● PASSAGE SHOWN
════════════════
Metrics allow a user insight on the operations and status of a system in question. The system in question may be an application running on a virtual machine. VMware has monitoring solutions available that assist a user in managing the large number of metrics, data, and applications.
One issue users often run into occurs when they wish to use a custom monitoring agent that is not VMware's custom Telegraph agent. In this case, the data format used by the custom monitoring agent may not be compatible with the application remote collector. In such cases, there is a need for a method to allow metrics from custom monitoring agents to be utilized by the existing system.
The accompanying drawings, which are incorporated in and form a part of this specification, illustrate embodiments of the present technology and, together with the description, serve to explain the principles of the present technology.
Metrics allow an end user to have insight on the state, behavior, value, or changes of a particular system or subsystem that is recognized by the metric name. There are many components that generate metrics, and there are different systems and tools that may receive the metrics and visually display them in a graphical format for better understanding on the user's part.
vROps based Application Monitoring solution consumes the metric data generated by Telegraf and gives insight to the user about the status of their application. This system allows a user to monitor their Applications state and can take preventive actions when required. This ability to take preventative action could assist in avoiding downtime of critical Applications that perform day to day activities.
Current vROps based application monitoring is not a highly available solution, meaning there are multiple components in the data path between Telegraf and vROps that could be a point of failure. The current design can also only support up to a maximum of 3000 virtual machines from a VCenter. If a customer has a VCenter with more than 3000 hosts, they would be forced to choose only the most important machines hosting their applications for monitoring or even restrict the monitored virtual machines to 3000 hosts.
════════════════
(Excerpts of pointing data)
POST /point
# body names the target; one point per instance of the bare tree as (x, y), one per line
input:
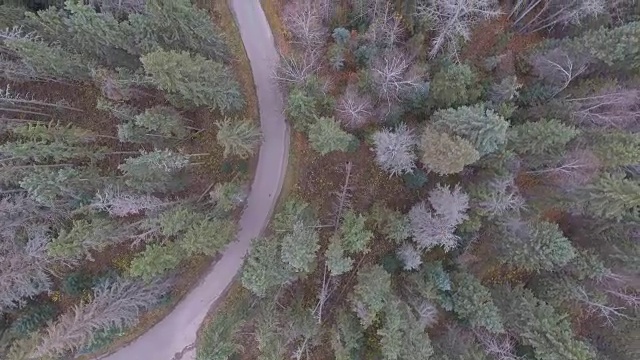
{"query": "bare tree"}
(392, 75)
(611, 107)
(534, 15)
(559, 68)
(304, 22)
(452, 21)
(354, 109)
(114, 304)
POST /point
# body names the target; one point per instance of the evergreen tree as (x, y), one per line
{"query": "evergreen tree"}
(445, 154)
(370, 293)
(535, 246)
(473, 303)
(156, 260)
(538, 325)
(325, 136)
(485, 129)
(611, 196)
(542, 137)
(395, 150)
(353, 233)
(239, 138)
(194, 79)
(454, 85)
(299, 247)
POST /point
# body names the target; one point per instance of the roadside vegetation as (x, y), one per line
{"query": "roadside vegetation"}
(124, 160)
(466, 186)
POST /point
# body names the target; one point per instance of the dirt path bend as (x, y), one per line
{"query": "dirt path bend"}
(173, 338)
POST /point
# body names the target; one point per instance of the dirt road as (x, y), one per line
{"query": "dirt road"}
(174, 336)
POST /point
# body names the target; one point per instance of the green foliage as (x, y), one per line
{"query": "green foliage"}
(617, 149)
(536, 246)
(335, 259)
(32, 320)
(353, 233)
(611, 196)
(325, 136)
(194, 79)
(371, 292)
(538, 325)
(473, 303)
(485, 129)
(300, 246)
(445, 154)
(239, 138)
(156, 260)
(261, 271)
(207, 237)
(541, 137)
(454, 85)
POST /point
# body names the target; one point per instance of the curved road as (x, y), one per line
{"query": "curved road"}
(173, 338)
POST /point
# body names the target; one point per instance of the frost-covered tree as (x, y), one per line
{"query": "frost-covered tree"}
(114, 304)
(472, 302)
(239, 138)
(485, 129)
(371, 292)
(300, 246)
(396, 149)
(452, 20)
(445, 154)
(325, 136)
(535, 246)
(194, 79)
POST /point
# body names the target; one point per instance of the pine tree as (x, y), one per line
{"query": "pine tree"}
(611, 196)
(262, 271)
(396, 150)
(535, 246)
(454, 85)
(353, 233)
(370, 293)
(485, 129)
(300, 246)
(325, 136)
(156, 260)
(194, 79)
(445, 154)
(239, 138)
(114, 304)
(473, 303)
(207, 237)
(538, 325)
(85, 236)
(542, 137)
(335, 259)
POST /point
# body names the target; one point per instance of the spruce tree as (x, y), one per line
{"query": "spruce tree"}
(445, 154)
(325, 136)
(485, 129)
(194, 80)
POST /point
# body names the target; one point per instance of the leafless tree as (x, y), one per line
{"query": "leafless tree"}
(292, 70)
(612, 107)
(452, 21)
(534, 15)
(303, 19)
(392, 75)
(559, 68)
(114, 304)
(354, 109)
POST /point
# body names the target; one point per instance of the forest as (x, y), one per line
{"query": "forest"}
(126, 142)
(465, 184)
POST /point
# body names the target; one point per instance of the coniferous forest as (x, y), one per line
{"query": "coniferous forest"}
(464, 184)
(123, 162)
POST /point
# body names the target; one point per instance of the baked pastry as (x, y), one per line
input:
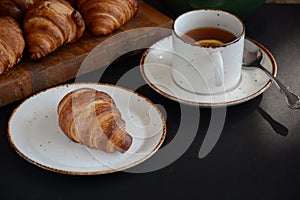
════════════════
● TASKS TO CARRY OUT
A - Answer these from the passage on monitoring metrics, one line each:
(i) What may not be compatible with the data format of a custom monitoring agent?
(ii) What data does vROps based Application Monitoring consume?
(iii) What is the maximum number of virtual machines from a VCenter that the current design can support?
B - Please carry on the passage on monitoring metrics, beginning right after its final sentence.

● THE RESPONSES
A -
(i) The application remote collector.
(ii) The metric data generated by Telegraf.
(iii) 3000.

B -
AppOSAdapter is an adapter based component of vROps and runs part of a Collector Service in the Cloud Proxy. This component currently has a one-to-one relation with the configured VCenter in vROps, meaning there could be only one AppOSAdapter created in a Cloud Proxy for any given VCenter. This point acts as a bottleneck which restricts scaling the system out horizontally, which would allow for more hosts to be monitored. The first step in the process of making the system horizontally scalable is to make the AppOSAdapter stateless so it can be installed on multiple Collectors. Having multiple instances of AppOSAdapter creates redundant components which would assist in making a high availability setup.
A high availability setup for application monitoring will be created using KeepaliveD, which provides a floating or virtual IP. Load balancing is achieved through HAProxy. KeepaliveD switches the virtual IP to the next available backup node upon failure of HAProxy or itself. Meanwhile HAProxy takes care of any failure that occurs with HTTPD-South or with AppOSAdapter running part of the collector service. In this way all the components (AppOSAdapter, HTTPD-South, HAProxy and KeepaliveD) involved in the data path can be made resilient to failures.
With reference now to
While two cloud proxies are shown in this embodiment, it should be appreciated that this design allows for more cloud proxies to be added according to the end user's needs. The cloud proxies act as an intermediary component. The ability of the end user to add on more cloud proxies allows the user to horizontally scale their setup to allow for as few or as many applications to be run and tracked as they require.
In the current embodiment, the one or more cloud proxies such as 220 and 240 may be added to a collector group. The collector group is a virtual entity or a wrapper on top of the cloud proxies 220 and 240 made to group them. With this embodiment, the multiple cloud proxies would offer alternative routes such that the failure of the services in the data plane would be less likely.
KeepaliveD 226 serves the purpose of exposing a virtual IP to the downstream endpoint nodes. In this embodiment Telegraf 212, the application metric collection service, would send the collected metric data to the Cloud Proxy 220 by utilizing KeepaliveD 226 and the virtual IP. Along with pushing the metric data from Telegraf 212 through the virtual IP, KeepaliveD 226 also communicates with second KeepaliveD 246 from the second Cloud Proxy 240. Through this communication, KeepaliveD 226 and second KeepaliveD 246 work in a master-backup format with KeepaliveD 226 as the master and second KeepaliveD 246 as the backup. Should any part of Cloud Proxy 220 fail, whether it be KeepaliveD 226 or an upstream component such as HAProxy 228, then KeepaliveD 226 will shift the virtual IP to the next available Cloud Proxy (in this case second Cloud Proxy 240). It should be appreciated that any other cloud proxies attached to the system may be included in the master-backup format and could potentially take on the equivalent master roll in case of the original master failing.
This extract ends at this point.